--- Provided entries ---

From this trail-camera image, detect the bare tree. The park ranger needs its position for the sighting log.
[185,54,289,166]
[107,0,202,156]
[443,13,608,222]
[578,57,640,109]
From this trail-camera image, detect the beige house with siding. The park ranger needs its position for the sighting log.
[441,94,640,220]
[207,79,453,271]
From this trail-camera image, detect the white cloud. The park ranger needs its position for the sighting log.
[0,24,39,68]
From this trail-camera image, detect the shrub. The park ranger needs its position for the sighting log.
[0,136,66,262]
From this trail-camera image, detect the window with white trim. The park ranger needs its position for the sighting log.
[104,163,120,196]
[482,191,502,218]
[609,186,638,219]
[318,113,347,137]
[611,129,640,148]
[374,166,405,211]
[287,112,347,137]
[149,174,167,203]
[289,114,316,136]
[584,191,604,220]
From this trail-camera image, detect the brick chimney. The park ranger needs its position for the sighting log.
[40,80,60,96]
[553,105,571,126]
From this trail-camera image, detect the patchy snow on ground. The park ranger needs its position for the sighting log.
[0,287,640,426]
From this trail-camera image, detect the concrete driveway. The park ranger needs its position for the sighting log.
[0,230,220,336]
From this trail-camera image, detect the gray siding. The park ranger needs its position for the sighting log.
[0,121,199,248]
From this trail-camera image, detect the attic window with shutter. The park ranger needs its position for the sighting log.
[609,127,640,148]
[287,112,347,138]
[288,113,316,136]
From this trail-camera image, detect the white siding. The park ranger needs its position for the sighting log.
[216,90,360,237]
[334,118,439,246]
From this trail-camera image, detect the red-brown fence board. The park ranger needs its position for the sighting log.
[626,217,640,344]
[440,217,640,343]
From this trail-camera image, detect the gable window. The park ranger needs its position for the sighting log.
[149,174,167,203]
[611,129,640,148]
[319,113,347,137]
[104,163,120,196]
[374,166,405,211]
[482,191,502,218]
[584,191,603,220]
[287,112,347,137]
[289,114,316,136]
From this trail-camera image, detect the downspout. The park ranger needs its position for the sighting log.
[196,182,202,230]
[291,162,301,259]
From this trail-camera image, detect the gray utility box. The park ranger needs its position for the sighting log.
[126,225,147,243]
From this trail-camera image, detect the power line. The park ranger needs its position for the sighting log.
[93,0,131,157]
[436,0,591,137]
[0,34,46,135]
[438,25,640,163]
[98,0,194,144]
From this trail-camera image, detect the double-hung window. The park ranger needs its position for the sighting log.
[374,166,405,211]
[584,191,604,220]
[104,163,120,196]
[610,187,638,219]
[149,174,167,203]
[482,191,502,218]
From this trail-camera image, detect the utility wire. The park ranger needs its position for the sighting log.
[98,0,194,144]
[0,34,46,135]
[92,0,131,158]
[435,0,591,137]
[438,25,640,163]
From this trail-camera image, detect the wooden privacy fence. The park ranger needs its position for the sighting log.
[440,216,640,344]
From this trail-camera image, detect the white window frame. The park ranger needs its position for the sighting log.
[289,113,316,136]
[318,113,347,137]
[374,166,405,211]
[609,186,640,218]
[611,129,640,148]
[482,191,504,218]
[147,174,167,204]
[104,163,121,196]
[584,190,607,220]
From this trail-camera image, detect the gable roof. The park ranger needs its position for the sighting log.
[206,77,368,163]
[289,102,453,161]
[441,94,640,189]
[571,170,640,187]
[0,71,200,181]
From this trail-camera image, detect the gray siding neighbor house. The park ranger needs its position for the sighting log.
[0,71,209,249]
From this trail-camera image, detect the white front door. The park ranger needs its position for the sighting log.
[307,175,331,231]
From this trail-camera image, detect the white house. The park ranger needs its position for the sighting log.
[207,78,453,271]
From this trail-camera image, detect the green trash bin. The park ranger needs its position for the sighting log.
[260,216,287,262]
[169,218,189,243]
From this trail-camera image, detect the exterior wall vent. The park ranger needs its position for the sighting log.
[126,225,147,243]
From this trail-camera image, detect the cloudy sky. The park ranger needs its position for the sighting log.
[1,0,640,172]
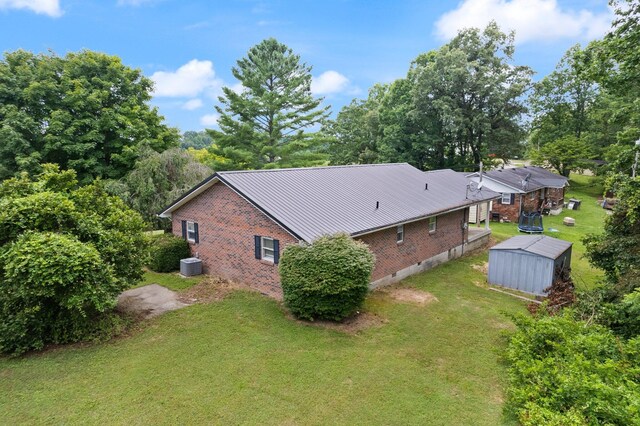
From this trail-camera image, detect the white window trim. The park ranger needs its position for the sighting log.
[187,221,196,243]
[260,237,276,262]
[428,216,438,234]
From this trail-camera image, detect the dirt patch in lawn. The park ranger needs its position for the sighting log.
[287,312,389,334]
[178,277,250,305]
[380,288,438,305]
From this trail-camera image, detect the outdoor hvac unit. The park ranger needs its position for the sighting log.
[180,257,202,277]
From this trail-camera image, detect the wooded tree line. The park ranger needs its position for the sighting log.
[0,2,640,225]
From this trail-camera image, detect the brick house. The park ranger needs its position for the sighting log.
[160,164,499,297]
[467,166,569,222]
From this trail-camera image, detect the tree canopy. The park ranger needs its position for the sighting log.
[107,148,213,229]
[210,38,329,170]
[327,23,532,170]
[0,50,179,183]
[0,164,147,353]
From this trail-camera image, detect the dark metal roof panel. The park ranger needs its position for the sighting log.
[486,166,568,191]
[218,163,499,241]
[491,235,573,259]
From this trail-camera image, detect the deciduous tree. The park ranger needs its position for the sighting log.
[0,50,179,183]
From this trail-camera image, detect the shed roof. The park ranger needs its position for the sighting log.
[161,163,499,241]
[491,235,573,259]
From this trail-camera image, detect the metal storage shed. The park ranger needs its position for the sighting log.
[489,235,572,296]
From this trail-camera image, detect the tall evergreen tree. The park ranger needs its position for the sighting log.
[209,38,329,170]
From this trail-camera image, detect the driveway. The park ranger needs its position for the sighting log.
[117,284,188,318]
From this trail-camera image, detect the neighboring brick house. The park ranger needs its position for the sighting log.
[468,166,569,222]
[160,164,499,296]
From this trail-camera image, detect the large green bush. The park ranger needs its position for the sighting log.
[506,310,640,426]
[280,234,375,321]
[0,165,147,354]
[147,234,191,272]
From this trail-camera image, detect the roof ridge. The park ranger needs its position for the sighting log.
[218,162,410,175]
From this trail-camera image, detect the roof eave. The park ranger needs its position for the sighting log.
[349,195,501,237]
[158,173,220,218]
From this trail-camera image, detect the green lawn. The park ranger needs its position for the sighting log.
[491,174,606,288]
[0,253,524,425]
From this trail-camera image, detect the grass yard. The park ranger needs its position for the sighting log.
[0,253,524,425]
[491,174,606,288]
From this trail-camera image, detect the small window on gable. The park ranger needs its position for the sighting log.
[429,216,438,233]
[261,237,276,262]
[187,221,196,243]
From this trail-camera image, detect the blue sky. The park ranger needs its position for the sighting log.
[0,0,612,131]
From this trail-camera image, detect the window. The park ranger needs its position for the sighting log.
[429,216,438,233]
[262,237,276,262]
[182,220,200,244]
[187,222,196,243]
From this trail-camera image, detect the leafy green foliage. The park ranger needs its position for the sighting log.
[147,234,191,272]
[326,23,532,170]
[180,130,213,149]
[209,38,328,170]
[0,165,147,354]
[0,50,179,183]
[584,174,640,286]
[531,135,591,177]
[280,234,375,321]
[106,148,213,229]
[506,312,640,425]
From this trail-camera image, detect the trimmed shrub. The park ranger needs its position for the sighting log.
[0,164,148,355]
[147,234,191,272]
[506,310,640,426]
[280,234,375,321]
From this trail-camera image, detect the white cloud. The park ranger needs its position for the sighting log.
[311,71,349,95]
[435,0,613,43]
[200,113,220,126]
[151,59,222,97]
[182,98,204,111]
[0,0,62,18]
[118,0,155,7]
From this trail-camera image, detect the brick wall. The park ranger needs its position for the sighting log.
[357,210,467,281]
[172,183,467,298]
[491,190,543,222]
[172,183,297,297]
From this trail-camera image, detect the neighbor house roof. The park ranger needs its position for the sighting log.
[160,163,499,241]
[469,166,569,192]
[491,235,572,259]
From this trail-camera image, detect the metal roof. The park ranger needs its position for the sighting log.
[161,163,499,241]
[471,166,569,192]
[490,235,573,259]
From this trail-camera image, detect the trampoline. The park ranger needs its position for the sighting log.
[518,212,544,234]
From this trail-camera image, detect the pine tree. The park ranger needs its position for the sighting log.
[209,38,329,170]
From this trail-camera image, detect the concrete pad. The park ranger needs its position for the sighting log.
[117,284,188,318]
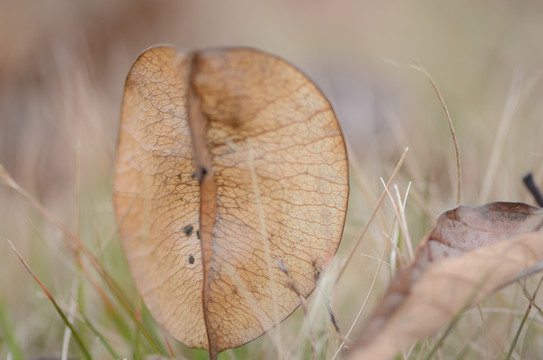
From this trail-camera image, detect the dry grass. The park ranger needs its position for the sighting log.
[0,0,543,359]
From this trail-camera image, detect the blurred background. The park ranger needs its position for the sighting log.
[0,0,543,358]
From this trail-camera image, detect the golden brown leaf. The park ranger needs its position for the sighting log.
[349,202,543,360]
[114,47,348,357]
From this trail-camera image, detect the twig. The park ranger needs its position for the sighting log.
[522,172,543,207]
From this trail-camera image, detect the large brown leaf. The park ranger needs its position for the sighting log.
[349,202,543,360]
[114,47,348,357]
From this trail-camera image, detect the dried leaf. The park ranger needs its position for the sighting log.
[114,47,348,358]
[349,202,543,359]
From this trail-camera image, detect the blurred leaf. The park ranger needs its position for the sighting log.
[349,202,543,359]
[114,47,348,358]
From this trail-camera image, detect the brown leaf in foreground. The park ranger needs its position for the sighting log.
[348,202,543,360]
[114,47,348,358]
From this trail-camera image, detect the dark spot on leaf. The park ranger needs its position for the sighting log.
[183,225,194,236]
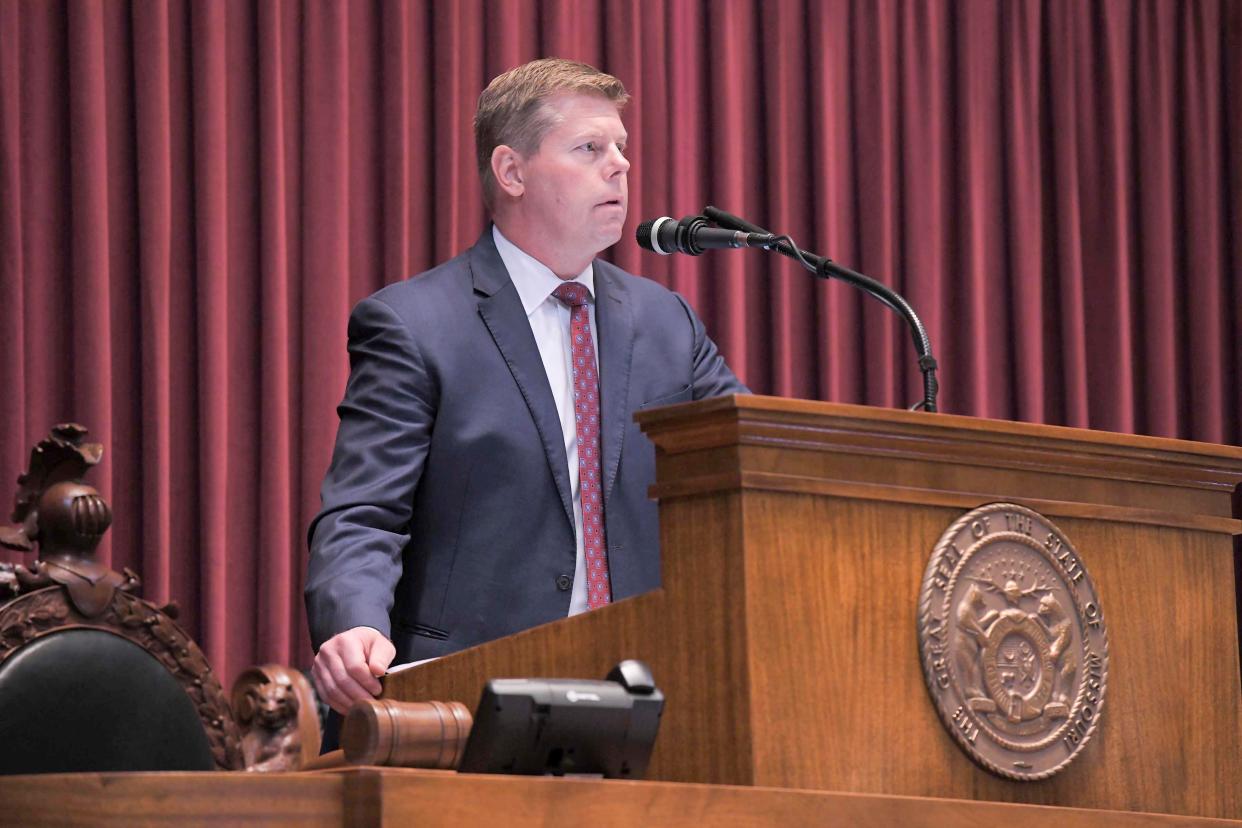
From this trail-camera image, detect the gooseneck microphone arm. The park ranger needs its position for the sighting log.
[703,206,940,411]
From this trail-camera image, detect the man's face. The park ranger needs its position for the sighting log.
[517,94,630,261]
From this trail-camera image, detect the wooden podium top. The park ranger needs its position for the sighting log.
[385,396,1242,818]
[636,395,1242,535]
[0,767,1238,828]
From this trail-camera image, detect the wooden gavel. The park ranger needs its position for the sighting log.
[301,699,474,771]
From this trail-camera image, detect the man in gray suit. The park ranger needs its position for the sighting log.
[306,58,745,713]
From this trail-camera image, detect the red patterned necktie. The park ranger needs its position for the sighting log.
[551,282,612,610]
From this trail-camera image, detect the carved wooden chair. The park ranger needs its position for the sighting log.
[0,425,254,773]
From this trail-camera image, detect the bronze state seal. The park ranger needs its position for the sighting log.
[919,503,1108,780]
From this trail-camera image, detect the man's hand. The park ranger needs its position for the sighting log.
[311,627,396,715]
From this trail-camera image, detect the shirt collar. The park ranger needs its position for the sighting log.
[492,225,595,317]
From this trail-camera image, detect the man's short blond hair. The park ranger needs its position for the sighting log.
[474,57,630,210]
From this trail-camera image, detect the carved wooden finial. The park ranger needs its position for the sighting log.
[0,423,139,618]
[0,422,112,559]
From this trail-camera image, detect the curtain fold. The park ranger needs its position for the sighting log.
[0,0,1242,679]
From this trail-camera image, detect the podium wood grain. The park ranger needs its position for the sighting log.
[385,396,1242,818]
[0,767,1237,828]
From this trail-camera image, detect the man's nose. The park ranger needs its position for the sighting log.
[609,144,630,178]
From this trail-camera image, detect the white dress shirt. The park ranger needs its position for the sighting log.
[492,225,600,616]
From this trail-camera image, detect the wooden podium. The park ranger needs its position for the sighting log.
[385,396,1242,818]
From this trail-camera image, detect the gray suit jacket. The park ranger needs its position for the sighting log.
[306,228,745,662]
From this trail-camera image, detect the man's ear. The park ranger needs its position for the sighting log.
[492,144,527,199]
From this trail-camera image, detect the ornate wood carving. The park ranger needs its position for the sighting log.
[232,664,320,771]
[0,423,242,770]
[0,585,243,770]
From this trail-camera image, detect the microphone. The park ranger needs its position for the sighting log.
[703,206,940,411]
[637,216,776,256]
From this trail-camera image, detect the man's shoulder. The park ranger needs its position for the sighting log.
[595,259,684,308]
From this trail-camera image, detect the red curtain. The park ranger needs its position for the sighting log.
[0,0,1242,679]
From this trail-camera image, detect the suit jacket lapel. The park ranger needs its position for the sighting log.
[469,233,574,526]
[595,262,635,508]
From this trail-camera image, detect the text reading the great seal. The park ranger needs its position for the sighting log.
[919,504,1108,780]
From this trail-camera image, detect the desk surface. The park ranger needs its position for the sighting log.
[0,767,1242,828]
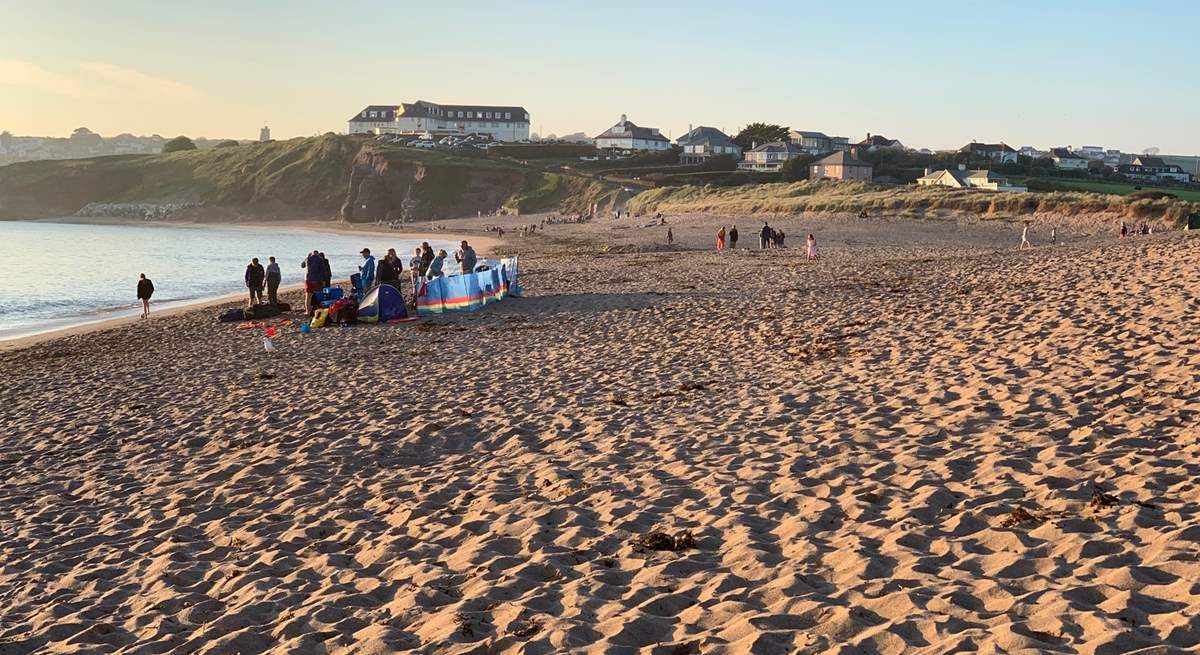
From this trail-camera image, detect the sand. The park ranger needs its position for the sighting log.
[0,211,1200,655]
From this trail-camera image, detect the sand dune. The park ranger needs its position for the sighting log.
[0,212,1200,655]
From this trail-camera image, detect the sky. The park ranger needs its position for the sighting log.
[7,0,1200,155]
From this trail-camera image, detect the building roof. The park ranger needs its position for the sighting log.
[1050,148,1084,160]
[857,134,900,148]
[349,104,400,122]
[816,151,874,168]
[959,142,1016,152]
[750,142,804,155]
[596,114,671,143]
[676,126,740,149]
[401,100,529,122]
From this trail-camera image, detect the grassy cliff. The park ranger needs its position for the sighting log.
[631,181,1200,226]
[0,134,619,221]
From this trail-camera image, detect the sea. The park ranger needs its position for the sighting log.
[0,221,455,341]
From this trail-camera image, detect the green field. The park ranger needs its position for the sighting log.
[1010,176,1200,203]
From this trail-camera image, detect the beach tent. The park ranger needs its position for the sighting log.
[359,284,408,323]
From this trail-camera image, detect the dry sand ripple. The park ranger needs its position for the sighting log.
[0,223,1200,655]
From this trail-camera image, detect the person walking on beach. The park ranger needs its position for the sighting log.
[359,248,374,292]
[454,240,479,274]
[138,274,154,318]
[425,250,446,280]
[376,248,403,290]
[266,257,283,305]
[300,251,325,316]
[246,257,266,305]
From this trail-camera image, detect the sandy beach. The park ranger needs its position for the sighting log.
[0,211,1200,655]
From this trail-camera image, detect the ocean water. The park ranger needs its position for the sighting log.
[0,221,455,339]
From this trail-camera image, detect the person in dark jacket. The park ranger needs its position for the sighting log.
[138,274,154,318]
[266,257,283,305]
[376,248,404,292]
[246,257,266,305]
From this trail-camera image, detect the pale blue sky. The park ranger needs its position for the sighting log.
[0,0,1200,154]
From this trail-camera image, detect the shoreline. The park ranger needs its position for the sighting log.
[0,216,502,351]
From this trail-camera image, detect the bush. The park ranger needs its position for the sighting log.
[162,137,196,152]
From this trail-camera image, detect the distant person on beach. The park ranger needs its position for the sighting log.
[138,274,154,318]
[317,252,334,289]
[300,251,325,316]
[359,248,374,292]
[421,241,434,277]
[376,248,403,290]
[454,240,479,274]
[425,250,446,280]
[246,257,266,305]
[266,257,283,305]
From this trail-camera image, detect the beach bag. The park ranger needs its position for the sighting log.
[217,307,246,323]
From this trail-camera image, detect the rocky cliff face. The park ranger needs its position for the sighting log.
[342,145,526,223]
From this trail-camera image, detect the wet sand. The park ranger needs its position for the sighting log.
[0,216,1200,655]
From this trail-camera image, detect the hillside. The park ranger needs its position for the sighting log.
[0,134,612,222]
[630,181,1200,227]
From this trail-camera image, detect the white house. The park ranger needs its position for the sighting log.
[349,100,529,142]
[595,114,671,150]
[1050,148,1087,170]
[676,126,742,164]
[917,164,1027,193]
[738,142,806,173]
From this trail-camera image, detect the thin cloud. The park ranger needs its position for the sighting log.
[0,59,88,97]
[83,61,204,98]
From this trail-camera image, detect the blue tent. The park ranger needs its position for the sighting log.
[359,284,408,323]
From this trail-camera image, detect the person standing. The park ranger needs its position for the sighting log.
[300,251,325,316]
[376,248,404,290]
[246,257,266,305]
[138,274,154,318]
[359,248,374,293]
[454,240,479,274]
[266,257,283,305]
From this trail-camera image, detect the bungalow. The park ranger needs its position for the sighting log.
[856,132,904,152]
[738,142,806,173]
[959,142,1016,163]
[787,130,850,155]
[1117,155,1192,184]
[917,164,1028,193]
[595,114,671,150]
[676,126,742,164]
[809,152,874,182]
[1050,148,1087,170]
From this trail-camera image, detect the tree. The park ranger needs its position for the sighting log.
[733,122,788,150]
[162,137,196,152]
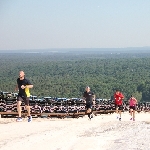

---

Written request: Rewrite the material starting with the line that contains "From this trail-camera image, detect the podium" and going on through the line that contains "[0,212,1200,655]", swapping each "sighting log" for "field notebook" and leaving everything else as it stands. Leave the pictures out of your answer.

Written reply:
From this trail-camera image, detect the podium wood grain. The park ranger needs its position for the field notebook.
[385,396,1242,818]
[0,767,1237,828]
From this trail-camera image, detect the man's nose. The park ranger needs its position for the field notebook.
[609,144,630,178]
From this trail-camera image, detect the white dress shirt. The park ranger needs its position for the field notebook.
[492,225,600,616]
From this trail-camera image, detect the wooden podium. The park ranger needs its position for the field notebook.
[385,396,1242,818]
From this trail-camera image, detect the gray suit jacket. The park ranger needs its position for the field notebook.
[306,228,745,662]
From this trail-camera image, detect the man's ear. The park ranger needs its position for the field notebook.
[492,144,527,199]
From this trail-camera image, detect the ornate wood carving. The park ranger needs its position for the field notebook.
[232,664,320,771]
[0,423,242,770]
[0,585,243,770]
From this trail-camera image, detect the microphone. The park ranger needs its position for the field notebook.
[703,206,940,411]
[637,216,776,256]
From this trail-camera image, detect the man's shoulder. The park ranger needs its position for the field notebook.
[595,259,684,308]
From this trail-camera image, detect the red curtain. The park ranger needs its position for the field notebook.
[0,0,1242,679]
From this trail-camera image, detect the suit jacket lapel. The park ranger needs its position for the field notebook.
[469,233,574,526]
[595,262,635,508]
From this trail-camera image, detect the text reading the great seal. The park ranger needs its position for the field notebook.
[919,504,1108,780]
From this trail-camera image, detect the desk surface. The park ranger needs its position for the field notebook.
[0,767,1242,828]
From this trail-camera image, detect the sand. The park ranger needs its position for the field notebook.
[0,211,1200,655]
From this trail-camera image, detect the sand dune. The park ranger needs its position for the field notebook.
[0,212,1200,655]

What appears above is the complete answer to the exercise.